_DIRECTIONS FOR THIS TASK_: When writing out the entries below, keep only the lines from the line with "Pick out the blossom" to the line with "pixel 185 170", both included, exactly as they are, and leave the pictures aside.

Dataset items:
------------------------------------------------

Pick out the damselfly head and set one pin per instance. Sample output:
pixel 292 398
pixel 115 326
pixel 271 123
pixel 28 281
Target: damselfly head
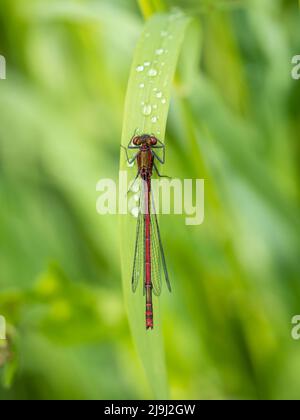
pixel 144 139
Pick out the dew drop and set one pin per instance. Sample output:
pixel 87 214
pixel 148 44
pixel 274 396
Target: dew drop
pixel 147 109
pixel 152 72
pixel 134 186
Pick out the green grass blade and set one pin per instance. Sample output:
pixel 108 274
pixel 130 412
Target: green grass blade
pixel 146 110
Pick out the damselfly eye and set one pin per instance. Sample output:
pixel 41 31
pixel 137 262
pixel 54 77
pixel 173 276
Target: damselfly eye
pixel 136 141
pixel 153 141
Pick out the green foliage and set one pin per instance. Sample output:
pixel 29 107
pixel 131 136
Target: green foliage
pixel 233 120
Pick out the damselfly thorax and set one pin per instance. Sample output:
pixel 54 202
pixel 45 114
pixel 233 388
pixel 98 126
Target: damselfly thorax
pixel 149 257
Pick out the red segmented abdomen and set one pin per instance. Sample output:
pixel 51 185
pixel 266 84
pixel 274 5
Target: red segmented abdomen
pixel 148 281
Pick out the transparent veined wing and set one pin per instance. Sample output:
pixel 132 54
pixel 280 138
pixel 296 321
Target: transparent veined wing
pixel 139 252
pixel 158 260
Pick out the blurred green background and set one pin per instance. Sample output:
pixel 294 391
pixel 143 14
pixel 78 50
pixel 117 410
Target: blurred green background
pixel 227 324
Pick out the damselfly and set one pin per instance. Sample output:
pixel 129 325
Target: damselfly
pixel 149 257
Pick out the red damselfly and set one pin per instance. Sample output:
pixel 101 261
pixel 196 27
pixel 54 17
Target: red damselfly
pixel 149 258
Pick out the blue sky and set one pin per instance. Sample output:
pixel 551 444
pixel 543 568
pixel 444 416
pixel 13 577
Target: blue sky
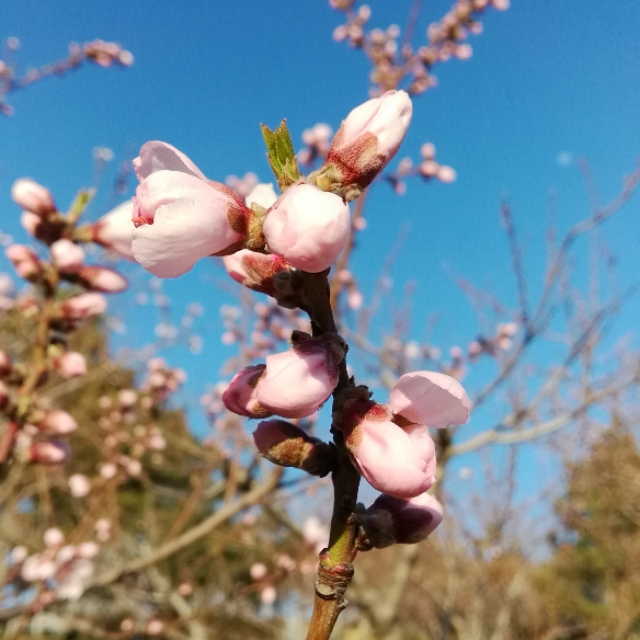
pixel 546 78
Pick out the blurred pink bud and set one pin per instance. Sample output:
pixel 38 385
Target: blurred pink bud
pixel 33 197
pixel 392 520
pixel 179 215
pixel 257 571
pixel 85 305
pixel 308 227
pixel 49 452
pixel 262 194
pixel 369 138
pixel 71 365
pixel 241 397
pixel 297 382
pixel 393 460
pixel 103 279
pixel 67 255
pixel 114 230
pixel 289 446
pixel 79 485
pixel 429 397
pixel 58 422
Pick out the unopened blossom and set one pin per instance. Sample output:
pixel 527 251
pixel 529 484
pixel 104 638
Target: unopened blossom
pixel 429 397
pixel 308 227
pixel 58 422
pixel 114 230
pixel 289 446
pixel 67 255
pixel 395 461
pixel 33 197
pixel 102 279
pixel 298 382
pixel 179 215
pixel 241 397
pixel 71 364
pixel 368 139
pixel 392 520
pixel 85 305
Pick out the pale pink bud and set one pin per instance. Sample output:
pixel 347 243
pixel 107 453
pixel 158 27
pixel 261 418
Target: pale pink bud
pixel 85 305
pixel 49 452
pixel 429 397
pixel 79 485
pixel 58 422
pixel 262 194
pixel 392 520
pixel 393 460
pixel 71 365
pixel 308 227
pixel 179 215
pixel 114 230
pixel 67 255
pixel 289 446
pixel 103 279
pixel 369 137
pixel 241 396
pixel 297 382
pixel 257 571
pixel 32 196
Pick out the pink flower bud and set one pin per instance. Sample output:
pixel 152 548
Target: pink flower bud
pixel 71 365
pixel 85 305
pixel 369 138
pixel 32 196
pixel 103 279
pixel 297 382
pixel 428 397
pixel 393 460
pixel 241 396
pixel 180 216
pixel 392 520
pixel 58 422
pixel 308 227
pixel 286 445
pixel 49 452
pixel 67 255
pixel 114 230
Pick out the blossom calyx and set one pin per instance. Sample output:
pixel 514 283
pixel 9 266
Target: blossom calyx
pixel 400 462
pixel 392 520
pixel 367 140
pixel 298 382
pixel 240 396
pixel 289 446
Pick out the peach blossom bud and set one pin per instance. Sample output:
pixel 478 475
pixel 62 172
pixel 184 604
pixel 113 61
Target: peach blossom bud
pixel 258 571
pixel 179 215
pixel 369 138
pixel 67 255
pixel 241 397
pixel 58 422
pixel 103 279
pixel 393 460
pixel 79 485
pixel 289 446
pixel 392 520
pixel 85 305
pixel 71 365
pixel 33 197
pixel 49 452
pixel 307 227
pixel 297 382
pixel 429 397
pixel 114 230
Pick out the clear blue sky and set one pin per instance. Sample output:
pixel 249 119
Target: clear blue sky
pixel 546 78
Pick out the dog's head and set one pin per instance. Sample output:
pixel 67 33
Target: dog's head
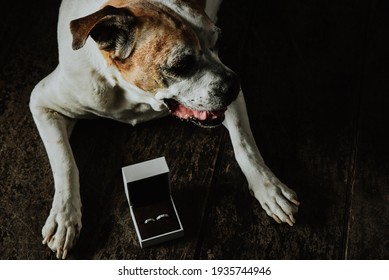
pixel 160 51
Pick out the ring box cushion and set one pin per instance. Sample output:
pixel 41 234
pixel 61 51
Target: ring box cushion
pixel 147 187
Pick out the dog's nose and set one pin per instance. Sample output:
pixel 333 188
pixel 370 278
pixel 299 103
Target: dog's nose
pixel 227 88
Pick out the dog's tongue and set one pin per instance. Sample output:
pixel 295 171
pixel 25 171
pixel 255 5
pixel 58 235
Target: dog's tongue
pixel 183 112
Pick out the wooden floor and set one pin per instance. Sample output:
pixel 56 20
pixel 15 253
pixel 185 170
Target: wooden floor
pixel 316 81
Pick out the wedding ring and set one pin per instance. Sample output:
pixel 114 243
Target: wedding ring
pixel 162 216
pixel 149 220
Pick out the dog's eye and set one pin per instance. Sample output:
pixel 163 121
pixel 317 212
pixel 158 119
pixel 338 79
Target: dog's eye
pixel 182 66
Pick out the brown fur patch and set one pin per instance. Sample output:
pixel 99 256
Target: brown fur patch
pixel 157 34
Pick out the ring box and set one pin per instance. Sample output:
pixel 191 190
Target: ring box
pixel 147 187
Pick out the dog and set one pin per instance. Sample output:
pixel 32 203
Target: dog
pixel 134 61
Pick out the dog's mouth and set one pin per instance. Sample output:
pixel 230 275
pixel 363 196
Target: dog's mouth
pixel 207 119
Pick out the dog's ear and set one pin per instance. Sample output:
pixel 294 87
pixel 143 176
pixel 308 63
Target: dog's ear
pixel 111 28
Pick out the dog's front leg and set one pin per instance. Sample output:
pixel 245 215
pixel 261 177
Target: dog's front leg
pixel 63 225
pixel 278 200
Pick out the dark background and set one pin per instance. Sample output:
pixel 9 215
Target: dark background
pixel 315 76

------------------------------------------------

_TASK RESPONSE_:
Pick out the blossom calyx and set one pin per instance. Sample output:
pixel 514 283
pixel 9 266
Target: blossom calyx
pixel 400 462
pixel 392 520
pixel 367 140
pixel 298 382
pixel 240 396
pixel 289 446
Pick out the peach blossom bud and set one pin per instance. Sample output:
pixel 478 475
pixel 62 172
pixel 184 604
pixel 113 61
Target: peach blossom bud
pixel 258 571
pixel 179 215
pixel 369 138
pixel 67 255
pixel 241 397
pixel 58 422
pixel 103 279
pixel 393 460
pixel 79 485
pixel 289 446
pixel 392 520
pixel 85 305
pixel 71 365
pixel 33 197
pixel 49 452
pixel 307 227
pixel 297 382
pixel 429 397
pixel 114 230
Pick out the clear blue sky and set one pin per instance. Sample output:
pixel 249 119
Target: clear blue sky
pixel 546 78
Pick out the dog's head and set one pin per instance. Sample output:
pixel 67 33
Target: dog's head
pixel 160 51
Pick out the ring box cushion and set one pin per instance. Sample output:
pixel 41 234
pixel 61 51
Target: ring box cushion
pixel 147 187
Pick out the dog's nose and set one pin per instance. Sample output:
pixel 333 188
pixel 370 278
pixel 299 103
Target: dog's nose
pixel 227 88
Pick out the dog's tongue and set one pin per instance. Sample output:
pixel 295 171
pixel 25 171
pixel 255 5
pixel 58 235
Target: dog's tongue
pixel 183 112
Pick out the wooden floor and set one pin per instance. Sample output:
pixel 56 20
pixel 15 253
pixel 185 170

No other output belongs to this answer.